Parameters: A data.frame containing all the raw fitted values and the residuals estimated from all the glm decomposition of the model.
SS_decomposition: A data.frame containing the values of the aggregated sum of squares estimated for each factor and interaction included in the model.

Note

The list contains as many PCA objects from the decomposition of factors as the number of factors and interactions are defined in the formula of the asca_tcata() function.

The results can be represented using biplots adopting the plot_ASCA() function, as shown below.

# This is the function that creates the biplot from the second PCA object, explaining the multivariate variance related to the factor "samp".
ASCATCATA::plot_ASCA(ASCA_T1, object = 2)

#This is the function that creates the biplot from the first PCA object, explaining the multivariate variance related to the the factor "cons".

> SOURCE DATA
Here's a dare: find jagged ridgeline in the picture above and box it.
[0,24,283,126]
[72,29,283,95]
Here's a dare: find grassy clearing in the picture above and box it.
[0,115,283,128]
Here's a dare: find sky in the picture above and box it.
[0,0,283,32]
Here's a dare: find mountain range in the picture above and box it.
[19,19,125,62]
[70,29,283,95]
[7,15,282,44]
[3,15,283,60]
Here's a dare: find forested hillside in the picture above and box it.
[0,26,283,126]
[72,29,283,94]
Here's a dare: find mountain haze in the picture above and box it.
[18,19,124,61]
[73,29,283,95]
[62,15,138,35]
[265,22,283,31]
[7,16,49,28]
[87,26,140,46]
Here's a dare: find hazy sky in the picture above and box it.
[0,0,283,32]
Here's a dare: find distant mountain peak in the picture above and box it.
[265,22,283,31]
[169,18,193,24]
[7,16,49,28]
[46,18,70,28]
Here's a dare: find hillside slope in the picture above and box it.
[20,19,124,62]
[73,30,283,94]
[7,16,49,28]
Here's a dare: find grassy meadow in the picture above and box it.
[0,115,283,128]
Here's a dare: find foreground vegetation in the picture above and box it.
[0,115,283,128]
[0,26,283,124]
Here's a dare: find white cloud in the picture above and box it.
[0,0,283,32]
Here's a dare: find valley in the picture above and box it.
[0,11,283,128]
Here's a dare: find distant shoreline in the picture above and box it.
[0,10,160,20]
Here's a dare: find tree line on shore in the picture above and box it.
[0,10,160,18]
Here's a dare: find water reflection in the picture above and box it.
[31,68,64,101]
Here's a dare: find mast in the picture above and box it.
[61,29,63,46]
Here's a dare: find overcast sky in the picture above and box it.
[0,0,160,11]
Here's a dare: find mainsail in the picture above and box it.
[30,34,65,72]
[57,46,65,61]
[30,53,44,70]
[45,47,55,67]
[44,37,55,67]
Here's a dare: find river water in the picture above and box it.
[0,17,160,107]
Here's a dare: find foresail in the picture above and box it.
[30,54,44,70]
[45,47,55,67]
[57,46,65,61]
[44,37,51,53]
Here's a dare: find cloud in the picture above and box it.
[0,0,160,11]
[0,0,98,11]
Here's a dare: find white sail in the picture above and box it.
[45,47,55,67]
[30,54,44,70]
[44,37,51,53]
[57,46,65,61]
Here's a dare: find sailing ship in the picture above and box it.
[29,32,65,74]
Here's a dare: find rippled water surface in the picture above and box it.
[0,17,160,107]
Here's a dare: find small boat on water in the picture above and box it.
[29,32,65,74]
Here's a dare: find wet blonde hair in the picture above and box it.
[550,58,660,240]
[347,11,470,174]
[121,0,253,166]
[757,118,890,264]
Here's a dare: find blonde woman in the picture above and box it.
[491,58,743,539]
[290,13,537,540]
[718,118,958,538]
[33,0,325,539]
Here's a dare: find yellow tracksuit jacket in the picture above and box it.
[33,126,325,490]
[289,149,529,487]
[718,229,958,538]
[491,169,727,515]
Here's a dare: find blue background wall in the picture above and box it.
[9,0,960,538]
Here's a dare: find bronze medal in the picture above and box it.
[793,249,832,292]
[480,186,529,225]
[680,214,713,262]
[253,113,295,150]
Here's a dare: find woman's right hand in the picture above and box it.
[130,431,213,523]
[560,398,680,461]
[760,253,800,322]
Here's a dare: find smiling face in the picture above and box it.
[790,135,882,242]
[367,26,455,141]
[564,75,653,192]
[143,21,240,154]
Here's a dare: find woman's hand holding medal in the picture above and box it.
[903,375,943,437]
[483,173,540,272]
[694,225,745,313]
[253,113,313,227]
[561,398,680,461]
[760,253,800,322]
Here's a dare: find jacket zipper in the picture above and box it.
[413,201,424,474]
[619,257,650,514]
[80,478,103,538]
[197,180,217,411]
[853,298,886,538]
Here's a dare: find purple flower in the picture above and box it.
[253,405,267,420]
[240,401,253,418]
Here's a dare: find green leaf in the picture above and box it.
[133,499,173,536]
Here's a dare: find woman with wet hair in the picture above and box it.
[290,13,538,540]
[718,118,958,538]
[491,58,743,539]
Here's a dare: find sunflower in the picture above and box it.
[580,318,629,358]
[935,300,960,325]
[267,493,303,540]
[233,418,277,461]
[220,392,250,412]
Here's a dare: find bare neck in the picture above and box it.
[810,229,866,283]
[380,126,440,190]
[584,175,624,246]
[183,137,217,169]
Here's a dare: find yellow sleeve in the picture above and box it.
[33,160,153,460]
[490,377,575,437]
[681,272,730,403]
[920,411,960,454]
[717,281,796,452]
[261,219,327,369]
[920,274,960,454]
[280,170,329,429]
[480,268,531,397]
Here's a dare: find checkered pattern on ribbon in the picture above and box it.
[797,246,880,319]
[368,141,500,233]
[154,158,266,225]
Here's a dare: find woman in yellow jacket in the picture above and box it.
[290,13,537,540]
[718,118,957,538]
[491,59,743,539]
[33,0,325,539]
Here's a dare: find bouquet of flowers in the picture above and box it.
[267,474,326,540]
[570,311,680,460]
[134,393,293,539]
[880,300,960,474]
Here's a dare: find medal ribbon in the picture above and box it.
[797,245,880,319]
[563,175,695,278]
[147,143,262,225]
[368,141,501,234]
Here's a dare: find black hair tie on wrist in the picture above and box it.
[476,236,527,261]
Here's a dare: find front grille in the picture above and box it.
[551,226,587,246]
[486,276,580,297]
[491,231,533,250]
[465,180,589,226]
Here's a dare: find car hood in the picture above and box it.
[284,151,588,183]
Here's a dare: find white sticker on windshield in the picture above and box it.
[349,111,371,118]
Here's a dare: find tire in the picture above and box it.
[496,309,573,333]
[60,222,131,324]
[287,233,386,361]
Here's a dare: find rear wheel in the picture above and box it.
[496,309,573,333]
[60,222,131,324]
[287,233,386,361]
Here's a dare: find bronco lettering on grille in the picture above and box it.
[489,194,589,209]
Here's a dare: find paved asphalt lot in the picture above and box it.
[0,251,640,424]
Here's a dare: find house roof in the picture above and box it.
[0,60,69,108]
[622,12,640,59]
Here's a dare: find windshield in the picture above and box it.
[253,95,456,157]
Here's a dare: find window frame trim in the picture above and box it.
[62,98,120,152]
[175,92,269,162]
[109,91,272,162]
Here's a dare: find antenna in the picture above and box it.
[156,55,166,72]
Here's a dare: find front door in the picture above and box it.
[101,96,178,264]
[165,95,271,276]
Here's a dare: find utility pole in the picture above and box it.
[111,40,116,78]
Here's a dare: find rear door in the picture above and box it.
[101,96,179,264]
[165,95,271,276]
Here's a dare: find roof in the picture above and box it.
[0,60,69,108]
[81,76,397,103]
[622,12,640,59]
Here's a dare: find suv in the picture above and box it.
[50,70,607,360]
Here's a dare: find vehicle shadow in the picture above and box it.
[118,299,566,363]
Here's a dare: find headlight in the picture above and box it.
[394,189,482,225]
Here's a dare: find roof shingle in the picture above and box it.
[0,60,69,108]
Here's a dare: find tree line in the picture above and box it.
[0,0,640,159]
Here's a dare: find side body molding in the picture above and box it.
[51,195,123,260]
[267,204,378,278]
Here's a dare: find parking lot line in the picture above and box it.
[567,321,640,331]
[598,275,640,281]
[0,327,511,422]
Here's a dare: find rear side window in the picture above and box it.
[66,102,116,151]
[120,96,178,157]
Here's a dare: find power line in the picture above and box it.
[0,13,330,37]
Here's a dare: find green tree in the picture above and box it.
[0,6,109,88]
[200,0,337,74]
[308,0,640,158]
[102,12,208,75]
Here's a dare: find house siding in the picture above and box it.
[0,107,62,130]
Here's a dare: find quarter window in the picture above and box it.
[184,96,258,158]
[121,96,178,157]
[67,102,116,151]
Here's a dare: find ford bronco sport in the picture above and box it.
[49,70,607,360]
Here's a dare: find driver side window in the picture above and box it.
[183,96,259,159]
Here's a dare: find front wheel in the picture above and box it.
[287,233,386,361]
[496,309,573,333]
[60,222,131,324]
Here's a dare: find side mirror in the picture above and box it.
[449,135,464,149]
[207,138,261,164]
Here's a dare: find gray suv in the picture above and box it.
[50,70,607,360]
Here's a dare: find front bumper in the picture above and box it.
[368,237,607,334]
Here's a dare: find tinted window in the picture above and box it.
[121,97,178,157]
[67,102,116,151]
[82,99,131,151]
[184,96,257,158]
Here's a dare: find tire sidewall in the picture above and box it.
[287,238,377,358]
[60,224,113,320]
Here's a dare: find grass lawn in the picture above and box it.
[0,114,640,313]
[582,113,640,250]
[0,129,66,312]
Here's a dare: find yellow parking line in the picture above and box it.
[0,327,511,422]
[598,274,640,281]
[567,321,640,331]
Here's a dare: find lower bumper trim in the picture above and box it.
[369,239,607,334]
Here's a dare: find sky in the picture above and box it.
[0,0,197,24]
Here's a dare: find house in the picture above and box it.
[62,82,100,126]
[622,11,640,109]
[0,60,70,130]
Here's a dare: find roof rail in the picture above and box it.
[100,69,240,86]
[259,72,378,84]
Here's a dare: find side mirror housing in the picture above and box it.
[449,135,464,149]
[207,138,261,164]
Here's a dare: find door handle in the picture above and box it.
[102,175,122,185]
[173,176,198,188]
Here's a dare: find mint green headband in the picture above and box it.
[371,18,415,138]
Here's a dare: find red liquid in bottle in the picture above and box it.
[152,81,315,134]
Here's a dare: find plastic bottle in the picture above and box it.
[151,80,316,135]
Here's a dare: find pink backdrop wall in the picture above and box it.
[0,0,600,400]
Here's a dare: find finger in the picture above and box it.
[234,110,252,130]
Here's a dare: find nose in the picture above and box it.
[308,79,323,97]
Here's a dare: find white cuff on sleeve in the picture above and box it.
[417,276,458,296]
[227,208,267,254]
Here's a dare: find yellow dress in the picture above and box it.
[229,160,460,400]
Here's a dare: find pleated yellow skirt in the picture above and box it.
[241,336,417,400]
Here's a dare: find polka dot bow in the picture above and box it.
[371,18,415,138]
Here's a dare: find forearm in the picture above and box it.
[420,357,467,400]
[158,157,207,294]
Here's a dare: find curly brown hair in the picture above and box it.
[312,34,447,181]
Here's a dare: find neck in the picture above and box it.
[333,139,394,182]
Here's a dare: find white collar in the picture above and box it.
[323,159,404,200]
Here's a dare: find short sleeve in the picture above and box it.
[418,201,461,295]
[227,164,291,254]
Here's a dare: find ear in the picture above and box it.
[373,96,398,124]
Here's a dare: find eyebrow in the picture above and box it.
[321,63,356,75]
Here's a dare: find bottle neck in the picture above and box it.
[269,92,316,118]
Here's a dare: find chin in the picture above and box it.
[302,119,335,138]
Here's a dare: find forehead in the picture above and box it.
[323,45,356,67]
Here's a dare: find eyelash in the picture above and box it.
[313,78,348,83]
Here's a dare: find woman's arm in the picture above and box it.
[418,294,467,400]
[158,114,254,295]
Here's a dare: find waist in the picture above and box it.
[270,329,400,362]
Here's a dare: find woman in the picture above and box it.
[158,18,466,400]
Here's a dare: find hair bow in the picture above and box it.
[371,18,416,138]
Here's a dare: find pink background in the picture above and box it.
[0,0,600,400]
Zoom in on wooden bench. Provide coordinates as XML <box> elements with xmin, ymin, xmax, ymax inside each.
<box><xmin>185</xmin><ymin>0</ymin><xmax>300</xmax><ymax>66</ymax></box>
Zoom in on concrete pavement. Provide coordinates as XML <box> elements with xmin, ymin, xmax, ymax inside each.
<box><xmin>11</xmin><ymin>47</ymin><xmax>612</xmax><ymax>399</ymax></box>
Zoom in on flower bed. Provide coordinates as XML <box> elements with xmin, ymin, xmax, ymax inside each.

> WHAT YOU NEED TO DO
(a) In the ASCA documentation extract, why does the plot_ASCA() call pass object = 2? Answer in one to three sentences.
(b) Collect every line of the listing that contains the string "xmin".

> FULL SOLUTIONS
(a) The call builds the biplot from the second PCA object in the list. According to the comment above it, that object explains the multivariate variance related to the factor "samp".

(b)
Zoom in on wooden bench. Provide coordinates as XML <box> elements with xmin, ymin, xmax, ymax inside each.
<box><xmin>185</xmin><ymin>0</ymin><xmax>300</xmax><ymax>66</ymax></box>
Zoom in on concrete pavement. Provide coordinates as XML <box> elements with xmin, ymin, xmax, ymax inside each.
<box><xmin>11</xmin><ymin>47</ymin><xmax>612</xmax><ymax>399</ymax></box>
Zoom in on flower bed. Provide coordinates as XML <box> elements with xmin, ymin, xmax, ymax inside each.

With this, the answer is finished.